> _Exercise goal_: As written and without pictures, set down the lines from the one that contains "inner_rings: a ring" through the end of the data.

-- -- --

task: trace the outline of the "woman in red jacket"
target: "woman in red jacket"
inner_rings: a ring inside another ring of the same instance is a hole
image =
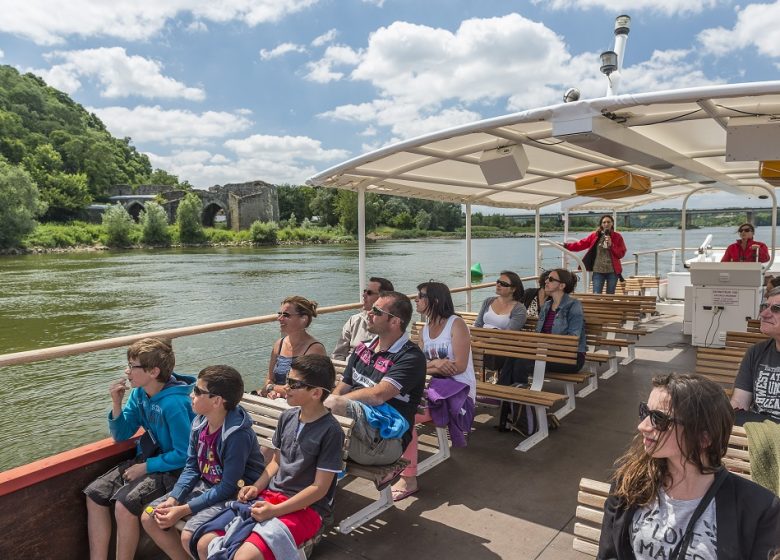
[[[753,224],[742,224],[737,230],[739,240],[726,247],[720,262],[769,262],[769,249],[753,239]]]
[[[622,278],[623,266],[620,259],[626,254],[623,236],[615,231],[612,216],[604,215],[599,220],[599,229],[585,239],[564,243],[569,251],[588,252],[582,257],[586,270],[592,272],[593,293],[600,294],[607,285],[607,293],[614,294],[618,278]]]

-- -- --

> _Exercise answer_:
inner_rings: a ring inside another ring of the same instance is a hole
image =
[[[753,224],[742,224],[737,230],[739,240],[726,247],[720,262],[769,262],[769,249],[753,239]]]
[[[622,278],[623,266],[620,259],[626,254],[623,236],[615,231],[612,216],[604,215],[599,220],[599,229],[585,239],[564,243],[569,251],[588,252],[582,257],[586,270],[592,272],[593,293],[600,294],[607,285],[607,293],[614,294],[618,278]]]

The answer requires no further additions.